WHAT IS NEEDED => Extract the full listing below without altering a single character.

Location identification entries:
§
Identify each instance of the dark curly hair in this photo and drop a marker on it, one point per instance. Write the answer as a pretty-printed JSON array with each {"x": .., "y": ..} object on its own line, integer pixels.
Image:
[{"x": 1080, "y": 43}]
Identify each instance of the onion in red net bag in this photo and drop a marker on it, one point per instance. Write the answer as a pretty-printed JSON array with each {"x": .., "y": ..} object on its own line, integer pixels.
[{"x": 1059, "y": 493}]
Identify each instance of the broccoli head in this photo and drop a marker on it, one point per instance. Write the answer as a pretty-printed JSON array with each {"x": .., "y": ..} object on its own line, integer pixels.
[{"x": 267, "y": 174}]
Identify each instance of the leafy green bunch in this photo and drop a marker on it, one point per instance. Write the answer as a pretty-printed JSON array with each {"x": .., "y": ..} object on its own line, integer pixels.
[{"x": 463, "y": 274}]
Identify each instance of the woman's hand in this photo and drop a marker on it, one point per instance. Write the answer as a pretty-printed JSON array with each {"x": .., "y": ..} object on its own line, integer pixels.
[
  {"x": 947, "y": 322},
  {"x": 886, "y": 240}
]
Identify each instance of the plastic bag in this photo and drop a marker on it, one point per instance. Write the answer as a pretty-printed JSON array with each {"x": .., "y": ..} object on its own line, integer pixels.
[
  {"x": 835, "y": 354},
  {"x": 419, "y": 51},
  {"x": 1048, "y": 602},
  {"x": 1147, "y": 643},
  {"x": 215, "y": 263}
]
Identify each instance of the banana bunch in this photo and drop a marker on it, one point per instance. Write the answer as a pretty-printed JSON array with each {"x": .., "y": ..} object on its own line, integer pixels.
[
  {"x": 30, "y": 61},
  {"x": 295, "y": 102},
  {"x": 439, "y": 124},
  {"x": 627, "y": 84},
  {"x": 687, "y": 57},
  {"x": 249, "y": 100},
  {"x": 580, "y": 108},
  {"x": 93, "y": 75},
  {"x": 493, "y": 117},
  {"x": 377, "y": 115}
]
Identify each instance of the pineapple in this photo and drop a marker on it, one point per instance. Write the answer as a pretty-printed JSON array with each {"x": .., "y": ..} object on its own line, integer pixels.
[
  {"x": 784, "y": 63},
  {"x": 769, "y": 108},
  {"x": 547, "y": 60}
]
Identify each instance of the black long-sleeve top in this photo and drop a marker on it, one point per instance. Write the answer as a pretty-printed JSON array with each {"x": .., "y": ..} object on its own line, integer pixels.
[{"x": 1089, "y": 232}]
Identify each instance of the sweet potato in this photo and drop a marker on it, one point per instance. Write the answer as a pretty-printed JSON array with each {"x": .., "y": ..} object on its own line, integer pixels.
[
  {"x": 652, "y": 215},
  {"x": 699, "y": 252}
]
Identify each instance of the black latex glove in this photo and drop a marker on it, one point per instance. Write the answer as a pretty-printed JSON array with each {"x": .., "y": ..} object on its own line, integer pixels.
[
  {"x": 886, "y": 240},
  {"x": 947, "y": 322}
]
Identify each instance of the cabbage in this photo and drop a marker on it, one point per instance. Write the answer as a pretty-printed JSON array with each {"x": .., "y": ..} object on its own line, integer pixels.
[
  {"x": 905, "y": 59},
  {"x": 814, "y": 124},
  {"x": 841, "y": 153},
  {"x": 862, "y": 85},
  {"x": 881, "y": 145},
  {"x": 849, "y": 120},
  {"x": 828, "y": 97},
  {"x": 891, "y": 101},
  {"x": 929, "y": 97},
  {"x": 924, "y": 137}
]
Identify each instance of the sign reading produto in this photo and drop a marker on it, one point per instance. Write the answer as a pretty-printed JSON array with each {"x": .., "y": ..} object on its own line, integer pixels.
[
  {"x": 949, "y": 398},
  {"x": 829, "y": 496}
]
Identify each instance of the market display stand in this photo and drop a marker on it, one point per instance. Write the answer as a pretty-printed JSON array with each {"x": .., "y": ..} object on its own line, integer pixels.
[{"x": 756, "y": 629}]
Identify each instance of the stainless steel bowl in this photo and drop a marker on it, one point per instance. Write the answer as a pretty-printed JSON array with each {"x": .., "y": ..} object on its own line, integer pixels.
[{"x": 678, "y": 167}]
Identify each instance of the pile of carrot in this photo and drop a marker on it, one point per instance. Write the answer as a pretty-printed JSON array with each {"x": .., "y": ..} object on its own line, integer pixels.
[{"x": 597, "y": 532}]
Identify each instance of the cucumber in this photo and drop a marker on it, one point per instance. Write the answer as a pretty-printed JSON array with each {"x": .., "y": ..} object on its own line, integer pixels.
§
ANSWER FOR THIS EXERCISE =>
Identify each instance of the dark curly hair in this photo and drop a marker on it, one point per instance. Write the answer as a pretty-printed JSON array with each {"x": .., "y": ..} object on its own line, integer pixels.
Image:
[{"x": 1080, "y": 43}]
Identify each instance of the onion in red net bag in this photo and drop a marker on it, one point per instance. Write the answer as a pretty-printed JSON array with each {"x": .., "y": ..} object on its own line, integer pixels.
[{"x": 1059, "y": 493}]
Identify each instance of the broccoli head in this photo and drop a marker on it, one point per instance. Write the answer as a pretty-printed JSON array with each {"x": .., "y": ..} object on its own line, integer pixels.
[{"x": 267, "y": 174}]
Identify each instance of the leafy green bunch in this photo and drop a marker on it, one point per instance. Write the answer as a pretty-printed JSON array with each {"x": .., "y": ..} object on its own line, integer pixels.
[{"x": 463, "y": 274}]
Identify each instance of the woman's hand in this photo and drop a marker on it, one point per instance. Write the answer as a pretty-printed JSON array with each {"x": .., "y": ..} object on its own line, integer pixels.
[
  {"x": 947, "y": 322},
  {"x": 886, "y": 240}
]
Identify each instance of the plastic bag in this photo and drop a marker on it, one point per instance. Write the answer as a pretty-printed JSON array with each {"x": .., "y": ..} object on its own line, integer pixels.
[
  {"x": 835, "y": 354},
  {"x": 419, "y": 51},
  {"x": 1048, "y": 602},
  {"x": 1147, "y": 643},
  {"x": 215, "y": 263}
]
Identify each instance of the banana bunch in this photo and drop a marker on it, one point per instance. Write the answer as a pretty-printed JSON array with each {"x": .., "y": ..} object on its own line, integer pixels.
[
  {"x": 30, "y": 61},
  {"x": 295, "y": 102},
  {"x": 439, "y": 124},
  {"x": 627, "y": 84},
  {"x": 687, "y": 57},
  {"x": 249, "y": 100},
  {"x": 580, "y": 108},
  {"x": 93, "y": 75},
  {"x": 493, "y": 117},
  {"x": 377, "y": 115}
]
Identify each instance of the pineapple in this photo and drop a marker on it, one point per instance. Write the answer as a pretty-printed JSON array with each {"x": .., "y": ..} object on its own line, integer pixels.
[
  {"x": 784, "y": 63},
  {"x": 769, "y": 108},
  {"x": 547, "y": 60}
]
Identify each instance of the black long-sleeve top in this photo and drop a marker on it, one point per instance. Write the answer as a pretty-printed JSON array with each {"x": .., "y": ..} object on its own line, integer pixels.
[{"x": 1089, "y": 232}]
Identify each instance of the sweet potato in this photo and drop a marker on it, one point per instance. Write the answer as a pretty-printed JSON array with each {"x": .., "y": ..} object on its own line, integer pixels.
[
  {"x": 652, "y": 215},
  {"x": 699, "y": 252}
]
Identify each instance of the black latex glove in this photo and drop a marker on it, one point per instance. Write the answer as a pretty-printed JSON array with each {"x": .., "y": ..} object on its own line, integer pixels.
[
  {"x": 886, "y": 240},
  {"x": 947, "y": 322}
]
Identify each instance of the cabbage in this photo and drop a marker on it, one point per instance. Write the answer as a pretty-printed JSON array with each {"x": .., "y": ..} object on its own line, integer pixels.
[
  {"x": 905, "y": 59},
  {"x": 814, "y": 124},
  {"x": 841, "y": 153},
  {"x": 862, "y": 85},
  {"x": 881, "y": 145},
  {"x": 849, "y": 120},
  {"x": 828, "y": 97},
  {"x": 891, "y": 101},
  {"x": 929, "y": 97},
  {"x": 924, "y": 137}
]
Identify each instance of the sign reading produto in this photo and drop a marker on it, one point per instance. Write the answer as a pretty-printed JSON array with each {"x": .., "y": ..} object on its own line, integer pixels.
[
  {"x": 949, "y": 398},
  {"x": 829, "y": 496}
]
Identify each instance of the market display stand in this photo and drop a marker on it, one point per instance. Write the answer as a pretty-printed JSON array with each {"x": .., "y": ..} object on its own line, integer pixels.
[{"x": 756, "y": 629}]
Identify each instance of the stainless steel bowl in this photo and drop a marker on it, one point per instance. Write the answer as a pretty-printed JSON array with each {"x": .., "y": ..} object on its own line, integer pixels.
[{"x": 678, "y": 167}]
Identify each instance of the pile of carrot in this photo and drop a marker on it, one point per instance. Write the answer as a pretty-printed JSON array with each {"x": .., "y": ..} object on its own line, integer pixels.
[{"x": 597, "y": 532}]
Identify each instance of the cucumber in this photo and drop a marker on it, one point per instance. Write the answer as a pretty-printed JSON array with each {"x": .., "y": ..} object on its own line, integer pixels.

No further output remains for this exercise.